**SELECTED EXCERPT:**
↓↓↓
The invention relates to a hose extrusion mandrel. Such a hose extrusion mandrel is used in a hose manufacturing process, such as for example described in EP 1563985. EP

1563985 describes an extruder, which ejects a thermoplastic mass in the form of a tube. To obtain an acceptable tolerance of the inner dimensions of the extruded tube, a solid mandrel is inserted in the extruded thermoplastic mass. The extruded tube is then advanced into a braiding station, either with the mandrel still inserted or without, such that a reinforcement layer is arranged on the extruded tube. After the braiding station, the tube with the reinforcement layer is advanced through a second extruder to cover the tube and reinforcement layer with a cover layer of thermoplastic material.

When the solid mandrel should remain in the extruded tube, while advancing the tube, then a substantial length for the mandrel is required in order to manufacture substantial lengths of tube.

It is known to use flexible plastic mandrels or rubber mandrels for the manufacturing of hoses. The advantage of flexible mandrels, is that these mandrels can be wound on a reel. Such flexible mandrels are supplied from a reel to the extruder and after finishing the tube, the mandrel can be wound on a further reel, while still being inserted into the tube. The flexible mandrel is then removed out of the tube at a later stage.

However, with increasing diameter of the hoses to be manufactured, the diameter of the required mandrel also increases. As a result of the increasing diameter, the

flexibility of the mandrel is reduced, such that flexible mandrels can no longer be wound around a reel. In order to provide more flexibility to the mandrel, the mandrel could be made from rubber instead of the more common solid thermoplastic material. However, a rubber mandrel tends to wear quickly and for bigger outer diameters the tolerance on the dimension is high, which is undesired for mass production of hoses.

Solid thermoplastic, flexible mandrels are suitable for smaller hose diameters, but have the disadvantage that a residual film is left on the thermoplastic mandrel after a hose has been extruded over the mandrel. This residual film is called in the field "snake skin" and needs to be removed when a next length of hose is to be manufactured with the mandrel. It should also be prevented that the snake skin is left behind in the manufactured hose, as this could cause blockages in the hose .
↑↑↑
**INSTRUCTIONS:**
A – From the hose mandrel text, extract the stretch from "flexibility of the" through "production of hoses.".
B – Recast the paragraph of the hose mandrel text that begins "It is known to use flexible plastic mandrels" as a short bulleted list that keeps its main facts.
C – Answer each item using the hose mandrel text, one line apiece:
(i) In what form does the extruder described in EP 1563985 eject the thermoplastic mass?
(ii) As mandrel diameter increases, what property of the mandrel is reduced?
(iii) What name is used in the field for the residual film left on a thermoplastic mandrel?

**SUPPLIED INFORMATION:**
↓↓↓
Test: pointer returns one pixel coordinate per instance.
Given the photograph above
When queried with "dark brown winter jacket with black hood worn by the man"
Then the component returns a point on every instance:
↑↑↑
**TASK-BY-TASK SOLUTIONS:**
A –
flexibility of the mandrel is reduced, such that flexible mandrels can no longer be wound around a reel. In order to provide more flexibility to the mandrel, the mandrel could be made from rubber instead of the more common solid thermoplastic material. However, a rubber mandrel tends to wear quickly and for bigger outer diameters the tolerance on the dimension is high, which is undesired for mass production of hoses.

B –
- Flexible plastic or rubber mandrels are a known choice for making hoses.
- Their advantage is that they can be wound on a reel.
- They are fed from a reel to the extruder.
- Once the tube is finished, the mandrel is wound onto a further reel while still inside the tube.
- The mandrel is removed from the tube later.

C –
(i) In the form of a tube.
(ii) Its flexibility.
(iii) "Snake skin."